=== Records for this task ===

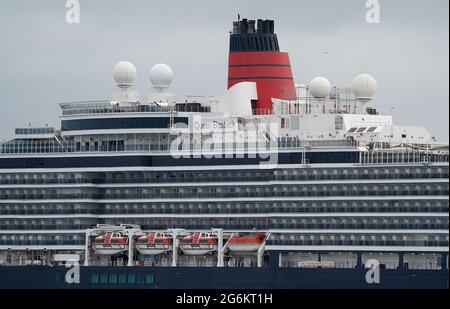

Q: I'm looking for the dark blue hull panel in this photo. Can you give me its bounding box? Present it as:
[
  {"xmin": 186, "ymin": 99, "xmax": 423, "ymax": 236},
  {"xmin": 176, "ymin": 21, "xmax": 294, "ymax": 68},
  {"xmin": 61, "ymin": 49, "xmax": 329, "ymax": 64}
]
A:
[{"xmin": 0, "ymin": 267, "xmax": 448, "ymax": 289}]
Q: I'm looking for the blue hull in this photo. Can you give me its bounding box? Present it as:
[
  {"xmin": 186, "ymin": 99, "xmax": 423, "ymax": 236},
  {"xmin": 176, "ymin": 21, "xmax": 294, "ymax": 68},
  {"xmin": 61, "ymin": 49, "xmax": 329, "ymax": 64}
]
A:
[{"xmin": 0, "ymin": 267, "xmax": 448, "ymax": 289}]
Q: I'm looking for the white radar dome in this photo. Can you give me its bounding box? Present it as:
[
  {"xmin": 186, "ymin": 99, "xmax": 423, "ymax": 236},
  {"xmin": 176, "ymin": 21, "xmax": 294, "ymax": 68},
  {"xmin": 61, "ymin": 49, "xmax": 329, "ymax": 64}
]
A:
[
  {"xmin": 352, "ymin": 74, "xmax": 378, "ymax": 102},
  {"xmin": 150, "ymin": 63, "xmax": 173, "ymax": 88},
  {"xmin": 113, "ymin": 61, "xmax": 137, "ymax": 87},
  {"xmin": 309, "ymin": 77, "xmax": 331, "ymax": 99}
]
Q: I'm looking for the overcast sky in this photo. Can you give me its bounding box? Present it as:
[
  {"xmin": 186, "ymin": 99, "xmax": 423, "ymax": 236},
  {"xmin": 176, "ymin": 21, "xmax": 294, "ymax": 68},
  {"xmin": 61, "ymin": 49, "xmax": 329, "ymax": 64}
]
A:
[{"xmin": 0, "ymin": 0, "xmax": 449, "ymax": 142}]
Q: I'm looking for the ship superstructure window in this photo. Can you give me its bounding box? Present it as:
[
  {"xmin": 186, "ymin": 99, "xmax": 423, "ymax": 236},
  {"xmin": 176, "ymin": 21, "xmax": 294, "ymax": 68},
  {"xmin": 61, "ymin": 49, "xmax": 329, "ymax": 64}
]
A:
[{"xmin": 61, "ymin": 117, "xmax": 188, "ymax": 131}]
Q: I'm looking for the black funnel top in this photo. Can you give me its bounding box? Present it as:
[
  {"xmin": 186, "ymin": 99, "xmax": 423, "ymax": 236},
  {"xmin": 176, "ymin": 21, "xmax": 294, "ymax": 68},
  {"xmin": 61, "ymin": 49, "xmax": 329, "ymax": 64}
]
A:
[{"xmin": 230, "ymin": 18, "xmax": 280, "ymax": 52}]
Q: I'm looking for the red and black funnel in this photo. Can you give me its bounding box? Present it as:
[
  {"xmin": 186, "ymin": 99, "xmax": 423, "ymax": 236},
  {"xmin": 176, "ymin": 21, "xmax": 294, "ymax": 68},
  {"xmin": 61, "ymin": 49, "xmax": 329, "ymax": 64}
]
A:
[{"xmin": 228, "ymin": 19, "xmax": 296, "ymax": 113}]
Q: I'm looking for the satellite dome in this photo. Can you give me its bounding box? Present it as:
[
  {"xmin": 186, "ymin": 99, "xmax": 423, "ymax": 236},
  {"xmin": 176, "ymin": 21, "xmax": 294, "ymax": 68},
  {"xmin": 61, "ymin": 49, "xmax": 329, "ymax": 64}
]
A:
[
  {"xmin": 352, "ymin": 74, "xmax": 378, "ymax": 102},
  {"xmin": 150, "ymin": 63, "xmax": 173, "ymax": 88},
  {"xmin": 113, "ymin": 61, "xmax": 137, "ymax": 87},
  {"xmin": 309, "ymin": 77, "xmax": 331, "ymax": 99}
]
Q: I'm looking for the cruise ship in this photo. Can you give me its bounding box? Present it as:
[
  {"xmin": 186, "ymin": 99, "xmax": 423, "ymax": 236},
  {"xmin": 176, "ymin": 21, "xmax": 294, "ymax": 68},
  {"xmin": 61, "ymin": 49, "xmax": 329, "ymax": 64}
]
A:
[{"xmin": 0, "ymin": 18, "xmax": 449, "ymax": 289}]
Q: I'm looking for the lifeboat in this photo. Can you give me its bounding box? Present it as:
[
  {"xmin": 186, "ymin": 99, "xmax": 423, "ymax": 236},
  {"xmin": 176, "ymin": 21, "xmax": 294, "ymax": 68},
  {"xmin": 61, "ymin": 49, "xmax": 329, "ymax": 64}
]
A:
[
  {"xmin": 136, "ymin": 232, "xmax": 173, "ymax": 255},
  {"xmin": 92, "ymin": 232, "xmax": 128, "ymax": 255},
  {"xmin": 228, "ymin": 233, "xmax": 266, "ymax": 252},
  {"xmin": 180, "ymin": 232, "xmax": 217, "ymax": 255}
]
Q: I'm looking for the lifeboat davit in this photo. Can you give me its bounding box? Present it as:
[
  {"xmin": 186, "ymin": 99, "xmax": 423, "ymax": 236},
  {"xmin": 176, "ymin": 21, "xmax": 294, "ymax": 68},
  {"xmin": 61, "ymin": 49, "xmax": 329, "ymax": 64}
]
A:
[
  {"xmin": 228, "ymin": 233, "xmax": 266, "ymax": 252},
  {"xmin": 136, "ymin": 232, "xmax": 173, "ymax": 255},
  {"xmin": 92, "ymin": 232, "xmax": 128, "ymax": 255},
  {"xmin": 180, "ymin": 232, "xmax": 217, "ymax": 255}
]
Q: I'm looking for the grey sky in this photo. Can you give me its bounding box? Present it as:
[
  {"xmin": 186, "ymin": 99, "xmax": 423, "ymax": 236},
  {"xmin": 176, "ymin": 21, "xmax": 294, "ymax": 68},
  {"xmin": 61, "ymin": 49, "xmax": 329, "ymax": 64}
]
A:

===

* _Given instruction_: Identify every line in the entries above that contains the string "black", matching case exactly, and copy each such line in full.

* _Exercise solution_:
Q: I'm looking for the black funnel top in this photo. Can you give me its bounding box? Present it as:
Q: I'm looking for the red and black funnel in this photo. Can you give me its bounding box? Present it as:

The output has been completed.